START Exercise passage
Oligomycin causes the opposite effect on DAPI-poly P fluorescence in HEK cells and astrocytes. Inhibitor of the F₁F₀-ATP synthase, oligomycin (2 μg/ml), increases the level of poly P in HEK cells (A) and decrease DAPI-poly P fluorescence in cortical astrocytes (B). Note that oligomycin-induced mitochondrial depolarization in HEK cells (mitochondrial membrane potential was measured as tetramethylrhodamine methylester fluorescence, C), but hyperpolarized mitochondria in cortical astrocytes (D). Uncoupler FCCP (1 μm) indicates complete mitochondrial depolarization.

FIGURE 3.

DAPI fluorescence in the presence of purified ATP and poly P. Fluorescence was excited at 405 nm and emission was monitored simultaneously at 475 and 550 nm. Arrows indicate points of addition of 6 μm poly P and 1.25 mm ATP. The change in DAPI fluorescence in response to ATP addition is larger when emission is measured 475 nm as compared with 550 nm. Subsequent addition of poly P substantially increased the 550-nm emission fluorescence while reducing the 475-nm emission fluorescence, consistent with a shift in DAPI-poly P emission spectrum. Addition of hexokinase to convert all the ATP in the cuvette to ADP reduced the fluorescence emission at 475 nm without any measurable effect on the 550 nm emission.

FIGURE 4.
END Exercise passage
START Extracted data
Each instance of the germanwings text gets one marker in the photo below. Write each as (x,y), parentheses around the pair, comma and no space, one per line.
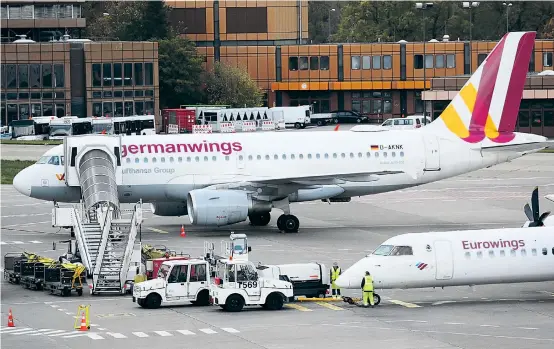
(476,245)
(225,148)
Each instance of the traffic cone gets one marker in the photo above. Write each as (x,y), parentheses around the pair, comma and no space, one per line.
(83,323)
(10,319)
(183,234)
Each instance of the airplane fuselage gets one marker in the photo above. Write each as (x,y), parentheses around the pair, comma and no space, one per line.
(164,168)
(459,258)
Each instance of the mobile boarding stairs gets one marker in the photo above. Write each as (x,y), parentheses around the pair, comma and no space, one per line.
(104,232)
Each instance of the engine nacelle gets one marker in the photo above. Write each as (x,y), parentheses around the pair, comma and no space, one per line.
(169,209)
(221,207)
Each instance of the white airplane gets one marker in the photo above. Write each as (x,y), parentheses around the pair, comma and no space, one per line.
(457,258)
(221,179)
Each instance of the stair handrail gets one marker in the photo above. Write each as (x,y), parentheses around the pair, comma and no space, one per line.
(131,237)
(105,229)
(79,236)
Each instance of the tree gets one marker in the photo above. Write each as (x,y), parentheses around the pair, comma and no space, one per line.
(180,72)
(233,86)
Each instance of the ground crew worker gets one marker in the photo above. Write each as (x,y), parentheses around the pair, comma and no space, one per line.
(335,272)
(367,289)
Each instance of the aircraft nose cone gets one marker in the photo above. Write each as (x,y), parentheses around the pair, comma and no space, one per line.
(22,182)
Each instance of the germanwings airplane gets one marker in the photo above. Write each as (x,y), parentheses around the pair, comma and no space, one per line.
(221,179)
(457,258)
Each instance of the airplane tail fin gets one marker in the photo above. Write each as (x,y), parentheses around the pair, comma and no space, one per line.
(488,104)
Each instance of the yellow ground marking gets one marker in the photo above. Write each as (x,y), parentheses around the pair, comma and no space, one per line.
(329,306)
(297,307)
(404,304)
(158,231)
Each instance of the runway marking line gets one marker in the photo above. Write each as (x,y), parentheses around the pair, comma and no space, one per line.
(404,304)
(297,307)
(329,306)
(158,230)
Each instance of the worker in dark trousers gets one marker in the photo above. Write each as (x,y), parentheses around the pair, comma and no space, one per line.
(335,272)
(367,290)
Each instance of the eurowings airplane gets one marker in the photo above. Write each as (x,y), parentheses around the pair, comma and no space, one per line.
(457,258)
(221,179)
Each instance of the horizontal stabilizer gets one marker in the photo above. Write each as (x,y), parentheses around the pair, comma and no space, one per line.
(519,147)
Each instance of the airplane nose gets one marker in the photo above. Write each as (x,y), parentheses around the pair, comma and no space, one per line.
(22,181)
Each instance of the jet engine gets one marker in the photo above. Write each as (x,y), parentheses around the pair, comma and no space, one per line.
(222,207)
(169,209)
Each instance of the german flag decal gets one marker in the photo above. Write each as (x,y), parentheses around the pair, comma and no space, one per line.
END Extracted data
START Extracted data
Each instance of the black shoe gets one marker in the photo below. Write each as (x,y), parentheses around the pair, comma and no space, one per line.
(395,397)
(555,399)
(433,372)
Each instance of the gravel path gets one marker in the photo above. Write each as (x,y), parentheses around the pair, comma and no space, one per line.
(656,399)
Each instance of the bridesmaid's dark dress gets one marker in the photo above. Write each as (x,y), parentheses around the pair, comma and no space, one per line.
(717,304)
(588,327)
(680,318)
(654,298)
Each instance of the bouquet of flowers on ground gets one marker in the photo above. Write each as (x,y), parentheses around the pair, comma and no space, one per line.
END Extracted data
Work instructions —
1) Answer these from the DAPI fluorescence passage:
(a) What concentration of oligomycin was applied?
(b) At what wavelength was fluorescence excited?
(c) What was added to convert the ATP in the cuvette to ADP?
2) Please return the part of the DAPI fluorescence passage starting at "DAPI fluorescence in the" and ending at "550 nm emission.", copied word for word.
The entries play no part in this exercise.

Answer section —
1)
(a) 2 μg/ml
(b) 405 nm
(c) Hexokinase

2)
DAPI fluorescence in the presence of purified ATP and poly P. Fluorescence was excited at 405 nm and emission was monitored simultaneously at 475 and 550 nm. Arrows indicate points of addition of 6 μm poly P and 1.25 mm ATP. The change in DAPI fluorescence in response to ATP addition is larger when emission is measured 475 nm as compared with 550 nm. Subsequent addition of poly P substantially increased the 550-nm emission fluorescence while reducing the 475-nm emission fluorescence, consistent with a shift in DAPI-poly P emission spectrum. Addition of hexokinase to convert all the ATP in the cuvette to ADP reduced the fluorescence emission at 475 nm without any measurable effect on the 550 nm emission.